◆ **EXCERPT**

These different approaches can produce quite different results. A naturalist CL may
be more fluent/natural for the user, but also harder to control because the user cannot
always predict the disambiguation decisions the system will make. Conversely, a
formalist CL may be easier to control (once the user has learned the disambiguation
rules), but may also be somewhat less natural to read and may require the user to
understand more about the target representation language and ontology.
At Boeing we have been developing a controlled language called CPL (Computer-
Processable Language) which clearly falls in the "naturalist" category. We have also
created CPL-Lite, a more constrained version which (unlike CPL) is deterministic and
falls into the "formalist" category. We now briefly describe these two languages and
discuss the strengths and weaknesses of each. Finally, we suggest a way in which the
dichotomy between these two rather different approaches might be resolved, and
describe ongoing work at creating such a combination.

◆ **GIVEN EXERCISE A**
From the controlled-language excerpt, list every step the authors say they will take in the rest of their discussion.
◆ **GIVEN EXERCISE B**
According to the controlled-language excerpt, why is a naturalist CL harder for the user to control?
◆ **GIVEN EXERCISE C**
Please carry the controlled-language excerpt forward from its final sentence with the next part of the discussion.
The records have no connection to the controlled-language excerpt.

◆ **EXTRACTED RECORDS**
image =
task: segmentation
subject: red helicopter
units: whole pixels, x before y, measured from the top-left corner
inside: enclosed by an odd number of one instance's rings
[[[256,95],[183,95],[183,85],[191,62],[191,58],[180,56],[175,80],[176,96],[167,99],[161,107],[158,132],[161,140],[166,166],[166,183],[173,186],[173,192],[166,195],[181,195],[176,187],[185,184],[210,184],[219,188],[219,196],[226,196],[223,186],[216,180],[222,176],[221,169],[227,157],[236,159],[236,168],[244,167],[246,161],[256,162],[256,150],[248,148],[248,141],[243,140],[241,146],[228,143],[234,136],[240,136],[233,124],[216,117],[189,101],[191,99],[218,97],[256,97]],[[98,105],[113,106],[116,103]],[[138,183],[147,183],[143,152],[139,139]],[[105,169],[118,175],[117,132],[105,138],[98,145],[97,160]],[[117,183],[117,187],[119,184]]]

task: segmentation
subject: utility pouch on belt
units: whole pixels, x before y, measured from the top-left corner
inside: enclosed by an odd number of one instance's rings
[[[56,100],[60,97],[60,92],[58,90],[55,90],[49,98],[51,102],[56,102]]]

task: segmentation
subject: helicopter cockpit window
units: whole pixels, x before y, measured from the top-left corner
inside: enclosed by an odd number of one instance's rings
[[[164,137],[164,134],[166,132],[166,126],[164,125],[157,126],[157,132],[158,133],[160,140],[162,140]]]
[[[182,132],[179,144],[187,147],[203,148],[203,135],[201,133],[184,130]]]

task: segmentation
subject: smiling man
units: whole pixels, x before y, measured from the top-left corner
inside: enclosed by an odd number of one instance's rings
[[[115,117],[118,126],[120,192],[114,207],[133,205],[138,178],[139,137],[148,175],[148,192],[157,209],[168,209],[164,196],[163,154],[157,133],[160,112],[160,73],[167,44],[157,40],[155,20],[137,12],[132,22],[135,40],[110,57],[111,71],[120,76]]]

◆ **TASK ANSWER A**
1. Briefly describe CPL and CPL-Lite.
2. Discuss the strengths and weaknesses of each.
3. Suggest a way the dichotomy between the two approaches might be resolved.
4. Describe ongoing work at creating such a combination.

◆ **TASK ANSWER B**
A naturalist CL is harder to control because the user cannot always predict the disambiguation decisions the system will make.

◆ **TASK ANSWER C**
2. Two Controlled Language Variants
2.1 CPL - Computer-Processable Language
CPL is a mature and extensive controlled language, used in several projects [1,6].
Briefly, CPL accepts three types of sentences: ground facts, questions, and rules. For
ground facts, a basic CPL sentence takes one of three forms:
“There is|are NP”
“NP verb [NP] [PP]*”
“NP is|are passive-verb [by NP] [PP]*”
where verb can include auxiliaries and particles, and nouns in NPs can be modified by
other nouns, prepositional phrases, and adjectives. For questions, CPL accepts five
forms, the two main ones being "What is NP?” and "Is it true that Sentence?” For
rules, CPL accepts an "IF Sent [AND Sent]* THEN Sent [AND Sent]*” form.
Words outside the target ontology’s lexicon can be used, in which case CPL uses
WordNet and the target ontology’s lexicon to find the closest concept to those words.
Heuristic rules are used for PP attachment, word sense disambiguation, semantic role
labeling, compound noun interpretation, metonymy resolution, and other language
processing activities. Output is in a Prolog-like syntax, and the primary target
ontology is UT Austin’s Component Library [7], although others can be used also.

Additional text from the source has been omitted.